= Exercise =
Write the records out again, exactly as they stand below.

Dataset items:
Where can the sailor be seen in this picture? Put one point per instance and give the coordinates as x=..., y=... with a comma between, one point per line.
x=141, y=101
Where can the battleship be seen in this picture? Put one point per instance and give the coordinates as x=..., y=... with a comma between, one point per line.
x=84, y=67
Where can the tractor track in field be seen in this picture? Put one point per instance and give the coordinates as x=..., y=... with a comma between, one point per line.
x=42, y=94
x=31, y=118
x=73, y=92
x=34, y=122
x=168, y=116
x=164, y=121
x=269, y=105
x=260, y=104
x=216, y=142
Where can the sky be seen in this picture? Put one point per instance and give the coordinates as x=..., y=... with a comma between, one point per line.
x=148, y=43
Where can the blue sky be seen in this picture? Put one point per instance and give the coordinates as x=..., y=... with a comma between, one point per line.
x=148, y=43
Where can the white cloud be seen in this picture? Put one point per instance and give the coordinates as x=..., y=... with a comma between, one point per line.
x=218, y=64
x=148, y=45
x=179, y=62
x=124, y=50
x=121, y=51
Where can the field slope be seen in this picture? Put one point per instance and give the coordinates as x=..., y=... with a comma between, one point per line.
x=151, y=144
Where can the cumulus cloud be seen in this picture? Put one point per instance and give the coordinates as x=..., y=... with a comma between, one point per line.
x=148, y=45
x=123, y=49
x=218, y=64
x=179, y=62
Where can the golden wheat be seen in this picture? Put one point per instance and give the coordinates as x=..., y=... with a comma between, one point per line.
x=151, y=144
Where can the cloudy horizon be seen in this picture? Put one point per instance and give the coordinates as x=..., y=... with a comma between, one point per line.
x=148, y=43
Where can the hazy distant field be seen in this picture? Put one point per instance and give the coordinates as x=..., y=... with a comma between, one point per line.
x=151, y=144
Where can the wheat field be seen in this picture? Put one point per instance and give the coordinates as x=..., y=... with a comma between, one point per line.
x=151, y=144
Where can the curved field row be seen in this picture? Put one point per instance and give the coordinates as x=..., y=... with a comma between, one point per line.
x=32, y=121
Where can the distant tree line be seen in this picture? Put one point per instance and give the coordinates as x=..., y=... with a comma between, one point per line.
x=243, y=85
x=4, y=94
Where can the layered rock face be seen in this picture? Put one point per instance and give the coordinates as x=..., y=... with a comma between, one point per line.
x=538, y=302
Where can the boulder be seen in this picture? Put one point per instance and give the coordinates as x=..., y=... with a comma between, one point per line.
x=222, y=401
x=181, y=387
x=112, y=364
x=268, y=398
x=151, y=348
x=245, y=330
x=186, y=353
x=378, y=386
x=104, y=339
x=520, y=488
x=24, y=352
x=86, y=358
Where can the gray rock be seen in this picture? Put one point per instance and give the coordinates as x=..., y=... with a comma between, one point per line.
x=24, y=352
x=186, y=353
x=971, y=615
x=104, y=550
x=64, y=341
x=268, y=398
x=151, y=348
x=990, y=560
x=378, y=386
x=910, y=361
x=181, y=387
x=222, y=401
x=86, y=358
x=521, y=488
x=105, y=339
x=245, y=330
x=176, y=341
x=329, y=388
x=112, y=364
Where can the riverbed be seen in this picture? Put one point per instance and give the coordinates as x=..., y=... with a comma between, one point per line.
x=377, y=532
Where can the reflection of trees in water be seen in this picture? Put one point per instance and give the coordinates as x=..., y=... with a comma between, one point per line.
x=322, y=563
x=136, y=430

= Solution =
Where can the sailor be seen in this picture? Put one point per instance and give the coordinates as x=..., y=... with a comma between, one point per line.
x=141, y=101
Where can the battleship be seen in this picture? Put one point per instance and give the coordinates as x=..., y=... with a comma between, one point per line.
x=84, y=67
Where can the tractor track in field be seen in this picture? Put one point per instance and give the coordinates as x=..., y=... with a comma between, one point per line.
x=42, y=94
x=31, y=118
x=73, y=92
x=34, y=122
x=168, y=116
x=164, y=121
x=269, y=105
x=260, y=104
x=216, y=142
Where can the sky be seen in this picture? Put one point per instance and give the coordinates as x=..., y=... with a comma between, one point per line.
x=148, y=43
Where can the blue sky be seen in this picture? Put one point per instance and give the coordinates as x=..., y=... with a comma between, one point per line.
x=148, y=43
Where can the white cloud be seen in this picture? Put one point per instance and give the coordinates as x=..., y=... with a comma between, one point per line.
x=218, y=64
x=148, y=45
x=179, y=62
x=124, y=50
x=121, y=51
Where can the field slope be seen in this picture? Put one point per instance and give the coordinates as x=..., y=... with a comma between, one point per line.
x=151, y=144
Where can the cumulus cloud be seen in this picture? Put one point per instance and give the coordinates as x=..., y=... with a comma between, one point per line.
x=148, y=45
x=123, y=49
x=218, y=64
x=179, y=62
Where can the golden wheat be seen in this picture? Put one point per instance and give the coordinates as x=..., y=... with a comma between, one point per line.
x=151, y=144
Where can the cloudy horizon be seen in this picture? Put one point per instance and give the coordinates as x=..., y=... with a comma between, one point per line.
x=148, y=43
Where can the hazy distant field be seen in this picture? Put one point per instance and give the coordinates as x=..., y=... with a comma between, one point per line.
x=151, y=144
Where can the wheat field be seen in this picture? Put one point per instance and give the coordinates as x=..., y=... with a comma between, one point per line.
x=151, y=144
Where can the curved field row be seen in this picture? Put one point per instance and give the coordinates as x=..., y=... with a comma between, one point per line.
x=32, y=121
Where can the distant tree line be seen in this picture? Put one point per instance and give the coordinates as x=..., y=... with a comma between, one point per line.
x=243, y=85
x=4, y=94
Where can the layered rock face be seen in this picture? Put one point per instance and give the coordinates as x=..., y=... with a comma between, one point per line.
x=538, y=302
Where can the boulder be seen in this picture? Put one point per instance and give the coordinates as x=..., y=... with a comma between, one point per line.
x=222, y=401
x=181, y=387
x=112, y=364
x=268, y=398
x=151, y=348
x=245, y=330
x=186, y=353
x=378, y=386
x=104, y=339
x=520, y=488
x=24, y=352
x=86, y=358
Where can the gray rock be seen in this picture? Put one point per instance and give the coordinates as x=..., y=... with a comma between, one point per line.
x=24, y=352
x=186, y=353
x=971, y=615
x=104, y=550
x=64, y=341
x=268, y=398
x=151, y=348
x=990, y=560
x=378, y=386
x=910, y=361
x=181, y=387
x=222, y=401
x=86, y=358
x=521, y=488
x=105, y=339
x=245, y=330
x=176, y=341
x=329, y=388
x=112, y=364
Where can the riverbed be seen in this picture? Put one point per instance and give the coordinates as x=..., y=... with a comma between, one point per line.
x=377, y=532
Where can the reflection of trees in water be seen in this picture? Put one point per instance and give the coordinates as x=..., y=... with a comma between, one point per line.
x=322, y=563
x=136, y=430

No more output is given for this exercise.